(Records from a data collection)
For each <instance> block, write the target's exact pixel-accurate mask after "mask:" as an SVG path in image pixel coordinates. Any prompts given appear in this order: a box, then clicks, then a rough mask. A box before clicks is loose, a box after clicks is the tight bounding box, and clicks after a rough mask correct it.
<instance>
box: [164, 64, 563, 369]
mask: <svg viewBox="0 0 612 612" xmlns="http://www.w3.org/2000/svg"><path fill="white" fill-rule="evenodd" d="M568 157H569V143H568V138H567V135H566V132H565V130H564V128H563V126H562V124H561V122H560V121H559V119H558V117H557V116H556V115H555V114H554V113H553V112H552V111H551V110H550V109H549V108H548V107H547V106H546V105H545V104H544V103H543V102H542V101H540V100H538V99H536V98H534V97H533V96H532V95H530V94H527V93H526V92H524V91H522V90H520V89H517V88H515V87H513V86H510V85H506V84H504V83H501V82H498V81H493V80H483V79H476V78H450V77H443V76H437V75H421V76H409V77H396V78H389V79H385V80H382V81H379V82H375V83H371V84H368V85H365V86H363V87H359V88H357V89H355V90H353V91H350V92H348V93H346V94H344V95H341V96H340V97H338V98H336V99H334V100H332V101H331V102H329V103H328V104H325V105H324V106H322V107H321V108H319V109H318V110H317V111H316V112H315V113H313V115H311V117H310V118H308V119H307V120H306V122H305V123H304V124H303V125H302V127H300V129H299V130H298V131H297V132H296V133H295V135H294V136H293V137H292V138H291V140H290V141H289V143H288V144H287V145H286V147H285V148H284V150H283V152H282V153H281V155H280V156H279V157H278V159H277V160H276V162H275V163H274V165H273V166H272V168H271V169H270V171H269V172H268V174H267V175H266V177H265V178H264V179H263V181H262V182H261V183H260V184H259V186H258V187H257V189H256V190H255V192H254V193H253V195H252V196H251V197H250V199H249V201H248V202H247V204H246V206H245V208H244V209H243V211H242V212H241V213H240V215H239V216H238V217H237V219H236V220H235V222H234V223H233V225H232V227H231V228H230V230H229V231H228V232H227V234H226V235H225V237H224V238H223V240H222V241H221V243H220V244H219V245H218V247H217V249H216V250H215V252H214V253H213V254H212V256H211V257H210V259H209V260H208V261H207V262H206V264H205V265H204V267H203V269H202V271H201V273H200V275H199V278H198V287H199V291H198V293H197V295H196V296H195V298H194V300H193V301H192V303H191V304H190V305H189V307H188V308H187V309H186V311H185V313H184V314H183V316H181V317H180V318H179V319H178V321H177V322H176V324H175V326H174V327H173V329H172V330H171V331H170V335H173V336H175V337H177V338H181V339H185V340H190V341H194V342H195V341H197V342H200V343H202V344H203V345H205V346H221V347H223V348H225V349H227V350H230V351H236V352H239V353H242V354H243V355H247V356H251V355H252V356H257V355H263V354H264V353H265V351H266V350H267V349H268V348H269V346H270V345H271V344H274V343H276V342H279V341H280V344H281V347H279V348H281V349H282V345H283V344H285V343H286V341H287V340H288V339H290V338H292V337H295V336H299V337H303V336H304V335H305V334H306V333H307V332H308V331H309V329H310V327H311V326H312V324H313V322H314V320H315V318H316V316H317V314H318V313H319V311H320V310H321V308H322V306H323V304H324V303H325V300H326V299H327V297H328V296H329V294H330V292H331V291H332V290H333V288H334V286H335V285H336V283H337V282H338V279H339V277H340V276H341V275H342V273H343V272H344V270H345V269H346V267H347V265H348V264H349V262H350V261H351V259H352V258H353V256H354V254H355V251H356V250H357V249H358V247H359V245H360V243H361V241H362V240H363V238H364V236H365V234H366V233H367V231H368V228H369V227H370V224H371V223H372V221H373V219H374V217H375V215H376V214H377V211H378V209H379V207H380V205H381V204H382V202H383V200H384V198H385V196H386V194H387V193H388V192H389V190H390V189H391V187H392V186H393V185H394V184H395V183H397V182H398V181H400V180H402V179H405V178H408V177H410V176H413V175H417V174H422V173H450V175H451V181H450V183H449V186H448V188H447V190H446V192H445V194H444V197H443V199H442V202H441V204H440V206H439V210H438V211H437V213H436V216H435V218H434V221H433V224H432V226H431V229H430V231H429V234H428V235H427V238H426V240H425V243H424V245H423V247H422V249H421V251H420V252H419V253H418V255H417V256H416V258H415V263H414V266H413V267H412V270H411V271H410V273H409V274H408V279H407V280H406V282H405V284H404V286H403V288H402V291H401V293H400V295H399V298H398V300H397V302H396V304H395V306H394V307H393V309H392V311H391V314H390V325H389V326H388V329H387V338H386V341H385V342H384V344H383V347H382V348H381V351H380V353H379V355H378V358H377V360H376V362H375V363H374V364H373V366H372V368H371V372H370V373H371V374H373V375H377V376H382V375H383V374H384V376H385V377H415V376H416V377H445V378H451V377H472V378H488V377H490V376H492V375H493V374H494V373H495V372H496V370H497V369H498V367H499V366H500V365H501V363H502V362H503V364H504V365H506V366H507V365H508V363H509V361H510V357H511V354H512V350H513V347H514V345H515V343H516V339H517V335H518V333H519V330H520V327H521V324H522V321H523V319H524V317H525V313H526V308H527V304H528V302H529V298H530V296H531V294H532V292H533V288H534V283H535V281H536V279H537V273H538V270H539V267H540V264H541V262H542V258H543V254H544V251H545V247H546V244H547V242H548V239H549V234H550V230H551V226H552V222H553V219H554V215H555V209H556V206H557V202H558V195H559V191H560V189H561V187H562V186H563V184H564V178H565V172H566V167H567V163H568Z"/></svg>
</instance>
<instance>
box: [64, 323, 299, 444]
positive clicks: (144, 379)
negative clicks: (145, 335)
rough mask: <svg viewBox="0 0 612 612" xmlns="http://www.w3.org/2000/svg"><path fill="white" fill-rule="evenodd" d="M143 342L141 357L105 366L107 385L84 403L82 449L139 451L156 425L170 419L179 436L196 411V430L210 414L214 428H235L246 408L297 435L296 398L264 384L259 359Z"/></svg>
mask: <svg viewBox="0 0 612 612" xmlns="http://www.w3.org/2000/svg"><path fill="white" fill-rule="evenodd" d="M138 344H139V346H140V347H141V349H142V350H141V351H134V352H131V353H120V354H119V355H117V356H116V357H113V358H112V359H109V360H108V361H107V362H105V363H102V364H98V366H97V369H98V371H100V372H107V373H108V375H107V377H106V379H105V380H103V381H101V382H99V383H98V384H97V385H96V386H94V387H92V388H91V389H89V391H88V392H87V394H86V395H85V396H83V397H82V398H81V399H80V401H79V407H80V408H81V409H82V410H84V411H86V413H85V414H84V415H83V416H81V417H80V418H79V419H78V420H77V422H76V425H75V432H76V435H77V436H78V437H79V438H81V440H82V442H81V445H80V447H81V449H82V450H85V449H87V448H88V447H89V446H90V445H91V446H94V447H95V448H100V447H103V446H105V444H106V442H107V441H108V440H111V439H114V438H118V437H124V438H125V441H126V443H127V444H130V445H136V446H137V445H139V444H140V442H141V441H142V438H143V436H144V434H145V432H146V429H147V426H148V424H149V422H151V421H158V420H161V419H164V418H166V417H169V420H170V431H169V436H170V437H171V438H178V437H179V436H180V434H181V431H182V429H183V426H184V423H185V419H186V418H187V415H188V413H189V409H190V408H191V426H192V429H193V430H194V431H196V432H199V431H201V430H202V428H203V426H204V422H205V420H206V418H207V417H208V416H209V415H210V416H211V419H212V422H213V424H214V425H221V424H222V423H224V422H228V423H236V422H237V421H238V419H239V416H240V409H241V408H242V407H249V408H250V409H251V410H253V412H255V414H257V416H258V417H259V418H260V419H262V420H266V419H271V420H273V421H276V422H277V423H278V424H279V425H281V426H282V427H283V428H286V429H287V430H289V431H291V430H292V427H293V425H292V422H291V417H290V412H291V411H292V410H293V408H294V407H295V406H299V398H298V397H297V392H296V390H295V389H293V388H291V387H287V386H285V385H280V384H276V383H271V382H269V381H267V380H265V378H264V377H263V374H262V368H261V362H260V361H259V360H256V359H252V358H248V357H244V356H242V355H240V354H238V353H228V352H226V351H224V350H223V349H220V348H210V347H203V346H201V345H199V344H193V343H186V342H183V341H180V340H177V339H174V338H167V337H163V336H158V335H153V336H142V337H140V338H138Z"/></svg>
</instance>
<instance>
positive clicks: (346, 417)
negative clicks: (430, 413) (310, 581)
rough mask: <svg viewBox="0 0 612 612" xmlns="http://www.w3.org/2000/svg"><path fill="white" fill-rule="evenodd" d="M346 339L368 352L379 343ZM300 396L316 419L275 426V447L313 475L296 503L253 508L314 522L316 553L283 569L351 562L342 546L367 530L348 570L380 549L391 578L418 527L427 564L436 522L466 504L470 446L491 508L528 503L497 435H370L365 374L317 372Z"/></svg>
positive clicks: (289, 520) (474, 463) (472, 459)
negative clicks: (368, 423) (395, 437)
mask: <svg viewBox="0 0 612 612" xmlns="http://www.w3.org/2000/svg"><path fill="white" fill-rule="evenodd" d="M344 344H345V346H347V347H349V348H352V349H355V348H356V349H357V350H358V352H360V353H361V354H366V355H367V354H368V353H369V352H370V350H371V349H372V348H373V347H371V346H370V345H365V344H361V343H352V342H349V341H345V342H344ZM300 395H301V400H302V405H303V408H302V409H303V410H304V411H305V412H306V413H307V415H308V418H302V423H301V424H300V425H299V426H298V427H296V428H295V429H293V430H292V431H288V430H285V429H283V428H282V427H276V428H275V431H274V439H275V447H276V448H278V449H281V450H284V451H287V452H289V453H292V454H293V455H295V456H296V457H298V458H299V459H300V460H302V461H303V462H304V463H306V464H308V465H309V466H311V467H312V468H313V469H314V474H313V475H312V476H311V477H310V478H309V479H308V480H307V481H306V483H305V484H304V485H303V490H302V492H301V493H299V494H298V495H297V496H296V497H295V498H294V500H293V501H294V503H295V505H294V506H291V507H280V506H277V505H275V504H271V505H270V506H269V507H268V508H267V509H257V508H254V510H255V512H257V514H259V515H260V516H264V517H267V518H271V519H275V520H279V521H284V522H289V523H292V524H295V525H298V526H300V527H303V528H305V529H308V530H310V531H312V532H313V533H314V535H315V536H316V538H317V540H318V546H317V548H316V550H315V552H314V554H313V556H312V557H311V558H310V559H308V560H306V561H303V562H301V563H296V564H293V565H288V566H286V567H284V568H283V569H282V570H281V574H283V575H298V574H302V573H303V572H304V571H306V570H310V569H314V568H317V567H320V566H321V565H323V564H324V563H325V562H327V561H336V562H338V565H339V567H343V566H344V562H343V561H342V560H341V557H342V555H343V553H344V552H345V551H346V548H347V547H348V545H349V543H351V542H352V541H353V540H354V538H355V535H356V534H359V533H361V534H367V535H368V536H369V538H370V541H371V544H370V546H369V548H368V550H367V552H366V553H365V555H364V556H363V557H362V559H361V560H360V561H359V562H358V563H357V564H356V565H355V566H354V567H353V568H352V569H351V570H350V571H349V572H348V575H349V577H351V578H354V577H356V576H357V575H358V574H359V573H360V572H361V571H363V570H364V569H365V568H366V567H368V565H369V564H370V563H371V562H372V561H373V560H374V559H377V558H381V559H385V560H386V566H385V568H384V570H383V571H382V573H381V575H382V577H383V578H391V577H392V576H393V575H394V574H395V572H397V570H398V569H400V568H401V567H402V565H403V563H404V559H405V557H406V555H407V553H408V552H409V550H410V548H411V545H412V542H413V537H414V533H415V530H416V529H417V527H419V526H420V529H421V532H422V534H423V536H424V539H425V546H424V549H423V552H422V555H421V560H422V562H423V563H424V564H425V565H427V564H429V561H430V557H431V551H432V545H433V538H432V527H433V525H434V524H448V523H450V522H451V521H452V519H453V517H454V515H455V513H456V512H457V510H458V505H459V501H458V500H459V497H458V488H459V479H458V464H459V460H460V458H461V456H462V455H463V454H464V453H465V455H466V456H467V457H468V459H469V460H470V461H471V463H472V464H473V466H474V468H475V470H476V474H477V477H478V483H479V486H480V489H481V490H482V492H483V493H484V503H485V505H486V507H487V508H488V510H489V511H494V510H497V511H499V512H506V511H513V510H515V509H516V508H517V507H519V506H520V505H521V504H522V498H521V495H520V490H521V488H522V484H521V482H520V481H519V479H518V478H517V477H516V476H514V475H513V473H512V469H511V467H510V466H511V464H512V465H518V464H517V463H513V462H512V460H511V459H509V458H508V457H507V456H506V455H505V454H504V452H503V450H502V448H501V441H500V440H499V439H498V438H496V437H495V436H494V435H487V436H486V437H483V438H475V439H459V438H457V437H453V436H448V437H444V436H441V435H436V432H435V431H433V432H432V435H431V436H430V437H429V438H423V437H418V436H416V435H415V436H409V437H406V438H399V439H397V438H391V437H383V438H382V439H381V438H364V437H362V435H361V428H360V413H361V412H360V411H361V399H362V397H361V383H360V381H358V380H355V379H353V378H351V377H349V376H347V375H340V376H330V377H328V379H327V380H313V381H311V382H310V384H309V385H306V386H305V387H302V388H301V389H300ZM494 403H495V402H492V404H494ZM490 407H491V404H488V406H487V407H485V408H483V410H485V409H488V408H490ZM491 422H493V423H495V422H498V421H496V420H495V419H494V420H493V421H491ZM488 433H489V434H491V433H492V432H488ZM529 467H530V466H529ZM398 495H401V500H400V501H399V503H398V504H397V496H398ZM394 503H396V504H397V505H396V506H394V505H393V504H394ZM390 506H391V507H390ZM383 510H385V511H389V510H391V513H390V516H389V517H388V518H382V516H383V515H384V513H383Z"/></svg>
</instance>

_Aim of the exercise_
Above are the entries. Quote exactly the lines from the one bearing "positive clicks: (144, 379)" through the one bearing "negative clicks: (145, 335)".

_The completed task_
positive clicks: (144, 379)
negative clicks: (145, 335)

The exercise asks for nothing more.